(Extracted data entries)
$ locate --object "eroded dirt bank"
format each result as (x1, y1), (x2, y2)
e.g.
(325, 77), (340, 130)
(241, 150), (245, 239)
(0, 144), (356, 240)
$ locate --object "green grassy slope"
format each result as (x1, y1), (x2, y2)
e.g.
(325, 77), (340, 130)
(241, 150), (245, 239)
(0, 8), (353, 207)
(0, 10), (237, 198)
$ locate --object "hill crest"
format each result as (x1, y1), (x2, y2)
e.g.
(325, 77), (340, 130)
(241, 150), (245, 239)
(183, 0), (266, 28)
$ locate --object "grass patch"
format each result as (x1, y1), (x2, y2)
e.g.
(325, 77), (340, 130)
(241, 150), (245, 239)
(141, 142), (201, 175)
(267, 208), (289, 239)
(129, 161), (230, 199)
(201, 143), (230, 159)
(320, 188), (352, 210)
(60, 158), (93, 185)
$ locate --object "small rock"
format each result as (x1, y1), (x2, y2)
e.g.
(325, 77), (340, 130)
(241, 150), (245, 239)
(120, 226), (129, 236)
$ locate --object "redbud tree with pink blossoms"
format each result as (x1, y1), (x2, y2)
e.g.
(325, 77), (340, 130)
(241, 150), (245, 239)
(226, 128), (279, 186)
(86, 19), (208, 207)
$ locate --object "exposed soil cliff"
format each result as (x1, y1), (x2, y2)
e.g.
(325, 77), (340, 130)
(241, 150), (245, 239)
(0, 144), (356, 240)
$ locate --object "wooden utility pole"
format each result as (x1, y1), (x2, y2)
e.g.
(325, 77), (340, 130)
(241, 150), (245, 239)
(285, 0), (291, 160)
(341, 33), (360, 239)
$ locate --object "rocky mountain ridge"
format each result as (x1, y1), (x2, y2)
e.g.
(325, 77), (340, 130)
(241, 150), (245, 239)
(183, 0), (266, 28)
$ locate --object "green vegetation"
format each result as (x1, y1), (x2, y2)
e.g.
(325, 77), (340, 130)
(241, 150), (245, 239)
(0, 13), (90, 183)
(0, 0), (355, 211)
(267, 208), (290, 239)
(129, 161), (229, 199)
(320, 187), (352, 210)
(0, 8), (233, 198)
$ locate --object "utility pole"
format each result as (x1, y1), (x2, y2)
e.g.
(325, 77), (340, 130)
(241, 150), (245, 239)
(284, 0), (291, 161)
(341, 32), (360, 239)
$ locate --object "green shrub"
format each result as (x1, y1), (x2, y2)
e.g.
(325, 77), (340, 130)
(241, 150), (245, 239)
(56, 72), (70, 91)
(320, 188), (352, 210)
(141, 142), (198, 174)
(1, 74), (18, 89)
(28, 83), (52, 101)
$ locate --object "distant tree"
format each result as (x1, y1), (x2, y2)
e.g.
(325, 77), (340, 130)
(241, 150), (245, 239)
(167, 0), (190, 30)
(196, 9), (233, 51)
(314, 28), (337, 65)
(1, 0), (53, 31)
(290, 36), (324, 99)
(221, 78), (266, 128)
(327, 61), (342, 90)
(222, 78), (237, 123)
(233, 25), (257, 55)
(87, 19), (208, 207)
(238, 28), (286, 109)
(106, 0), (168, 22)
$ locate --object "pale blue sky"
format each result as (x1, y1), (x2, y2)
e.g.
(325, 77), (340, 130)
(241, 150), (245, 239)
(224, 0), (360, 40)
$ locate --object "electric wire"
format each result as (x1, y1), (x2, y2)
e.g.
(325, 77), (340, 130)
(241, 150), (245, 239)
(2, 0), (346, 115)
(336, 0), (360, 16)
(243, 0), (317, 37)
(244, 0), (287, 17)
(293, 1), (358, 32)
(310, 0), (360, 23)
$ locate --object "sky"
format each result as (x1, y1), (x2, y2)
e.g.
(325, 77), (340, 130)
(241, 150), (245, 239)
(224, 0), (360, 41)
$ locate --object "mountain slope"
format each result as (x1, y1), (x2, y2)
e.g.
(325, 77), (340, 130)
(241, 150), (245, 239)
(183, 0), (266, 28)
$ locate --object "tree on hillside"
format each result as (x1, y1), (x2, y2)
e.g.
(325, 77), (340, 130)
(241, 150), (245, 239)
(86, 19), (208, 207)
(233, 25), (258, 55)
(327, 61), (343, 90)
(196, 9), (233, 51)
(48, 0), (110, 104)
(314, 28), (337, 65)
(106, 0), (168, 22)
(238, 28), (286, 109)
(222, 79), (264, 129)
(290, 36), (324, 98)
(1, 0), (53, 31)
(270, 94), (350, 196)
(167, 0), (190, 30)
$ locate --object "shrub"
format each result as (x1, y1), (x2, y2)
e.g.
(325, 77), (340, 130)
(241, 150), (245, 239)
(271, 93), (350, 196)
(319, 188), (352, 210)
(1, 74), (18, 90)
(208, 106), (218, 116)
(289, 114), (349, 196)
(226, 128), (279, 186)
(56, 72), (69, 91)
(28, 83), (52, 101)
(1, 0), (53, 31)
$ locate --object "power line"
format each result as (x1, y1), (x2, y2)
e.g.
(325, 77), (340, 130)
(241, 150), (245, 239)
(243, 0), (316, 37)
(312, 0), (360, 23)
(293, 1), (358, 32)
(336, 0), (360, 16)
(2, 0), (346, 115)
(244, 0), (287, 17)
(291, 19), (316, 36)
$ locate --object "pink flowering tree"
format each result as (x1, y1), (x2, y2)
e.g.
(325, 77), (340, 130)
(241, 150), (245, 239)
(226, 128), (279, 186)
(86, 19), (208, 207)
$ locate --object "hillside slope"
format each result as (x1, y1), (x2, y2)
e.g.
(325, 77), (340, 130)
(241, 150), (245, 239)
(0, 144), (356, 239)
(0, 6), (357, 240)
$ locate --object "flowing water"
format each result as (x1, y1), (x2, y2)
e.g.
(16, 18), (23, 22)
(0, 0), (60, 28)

▶ Problem statement: Line by line, set the records above down again exactly.

▶ Written answer:
$ locate --object "eroded dirt bank"
format each result as (x1, y1), (x2, y2)
e.g.
(325, 77), (340, 130)
(241, 150), (245, 239)
(0, 144), (356, 240)
$ locate --object "green grassy slope"
format each result as (x1, y1), (x2, y2)
e.g.
(325, 77), (340, 130)
(241, 150), (245, 239)
(0, 8), (353, 207)
(0, 10), (237, 198)
$ locate --object "hill crest"
format each result as (x1, y1), (x2, y2)
e.g.
(325, 77), (340, 130)
(241, 150), (245, 239)
(183, 0), (266, 28)
$ locate --object "grass patch"
format each result as (x1, y1), (x2, y2)
e.g.
(325, 77), (340, 130)
(241, 150), (245, 239)
(141, 142), (201, 175)
(267, 208), (289, 239)
(129, 161), (230, 199)
(201, 143), (230, 159)
(320, 188), (352, 210)
(60, 158), (93, 185)
$ locate --object "small rock"
format each result as (x1, y1), (x2, y2)
e.g.
(325, 77), (340, 130)
(241, 150), (245, 239)
(120, 226), (129, 236)
$ locate --object "redbud tree with pink blossoms"
format each result as (x1, y1), (x2, y2)
e.g.
(325, 77), (340, 130)
(241, 150), (245, 239)
(226, 128), (279, 186)
(86, 19), (208, 207)
$ locate --object "exposed soil cliff"
format each result as (x1, y1), (x2, y2)
e.g.
(325, 77), (340, 130)
(241, 150), (245, 239)
(0, 144), (356, 240)
$ locate --object "wooden utility pole"
format each result as (x1, y1), (x2, y2)
e.g.
(325, 77), (340, 130)
(241, 150), (245, 239)
(285, 0), (291, 160)
(341, 33), (360, 239)
$ locate --object "rocky mountain ridge"
format each result as (x1, y1), (x2, y2)
e.g.
(325, 77), (340, 130)
(241, 150), (245, 239)
(183, 0), (266, 28)
$ locate --object "green vegetation"
format each result as (x1, y1), (x2, y2)
e.g.
(325, 77), (340, 130)
(241, 150), (245, 239)
(0, 13), (90, 183)
(0, 0), (355, 211)
(267, 208), (290, 239)
(129, 161), (229, 199)
(320, 187), (352, 210)
(0, 8), (233, 198)
$ locate --object "utility pole"
format each result as (x1, y1), (x2, y2)
e.g.
(325, 77), (340, 130)
(241, 150), (245, 239)
(284, 0), (291, 161)
(341, 32), (360, 239)
$ locate --object "green shrub"
format each result as (x1, y1), (x2, y2)
e.g.
(325, 77), (340, 130)
(241, 150), (245, 239)
(56, 72), (70, 91)
(320, 188), (352, 210)
(141, 142), (198, 174)
(1, 74), (18, 89)
(28, 83), (52, 101)
$ locate --object "distant tree"
format each result as (x1, y1), (x2, y2)
e.g.
(325, 77), (340, 130)
(241, 150), (245, 239)
(167, 0), (190, 30)
(196, 9), (233, 51)
(314, 28), (337, 65)
(1, 0), (53, 31)
(290, 36), (324, 99)
(221, 78), (266, 128)
(327, 61), (342, 90)
(222, 78), (237, 123)
(233, 25), (257, 55)
(87, 19), (208, 207)
(238, 28), (286, 109)
(106, 0), (168, 22)
$ locate --object "pale blue sky"
format each result as (x1, y1), (x2, y2)
e.g.
(325, 77), (340, 130)
(241, 150), (245, 239)
(224, 0), (360, 40)
$ locate --object "electric wire"
format each result as (x1, y1), (x2, y2)
e.g.
(325, 77), (340, 130)
(241, 150), (245, 239)
(2, 0), (346, 115)
(336, 0), (360, 16)
(243, 0), (317, 37)
(244, 0), (287, 17)
(293, 1), (358, 32)
(310, 0), (360, 23)
$ locate --object "sky"
format each result as (x1, y1), (x2, y2)
e.g.
(325, 77), (340, 130)
(241, 150), (245, 239)
(224, 0), (360, 41)
$ locate --object "mountain slope"
format each result as (x1, y1), (x2, y2)
e.g.
(325, 77), (340, 130)
(241, 150), (245, 239)
(183, 0), (266, 28)
$ locate --object "tree on hillside"
format each result as (x1, y1), (x2, y2)
e.g.
(325, 77), (340, 130)
(241, 150), (245, 239)
(86, 19), (208, 207)
(233, 25), (258, 55)
(327, 61), (343, 90)
(196, 9), (233, 51)
(48, 0), (110, 104)
(314, 28), (337, 65)
(106, 0), (168, 22)
(238, 28), (286, 109)
(222, 79), (264, 129)
(290, 36), (324, 98)
(1, 0), (53, 31)
(270, 94), (350, 196)
(167, 0), (190, 30)
$ locate --object "shrub"
format each result as (x1, y1), (x2, y2)
e.g.
(325, 77), (340, 130)
(241, 150), (245, 239)
(271, 93), (350, 196)
(319, 188), (352, 210)
(1, 74), (18, 90)
(208, 106), (218, 116)
(289, 114), (349, 196)
(226, 128), (279, 186)
(56, 72), (69, 91)
(28, 83), (52, 101)
(1, 0), (53, 31)
$ locate --object "power line"
format each result as (x1, y1), (x2, y2)
e.g.
(325, 77), (340, 130)
(241, 150), (245, 239)
(243, 0), (316, 37)
(312, 0), (360, 23)
(293, 1), (358, 32)
(336, 0), (360, 16)
(2, 0), (346, 115)
(244, 0), (287, 17)
(291, 19), (316, 36)
$ locate --object "pink flowering tree"
format each result as (x1, y1), (x2, y2)
e.g.
(325, 77), (340, 130)
(241, 150), (245, 239)
(226, 128), (279, 186)
(86, 19), (208, 207)
$ locate --object "hillside slope"
format each result as (x1, y1), (x2, y2)
e.g.
(325, 77), (340, 130)
(241, 150), (245, 239)
(0, 144), (356, 239)
(0, 6), (357, 240)
$ locate --object "flowing water"
format each result as (x1, y1), (x2, y2)
e.g.
(16, 18), (23, 22)
(0, 0), (60, 28)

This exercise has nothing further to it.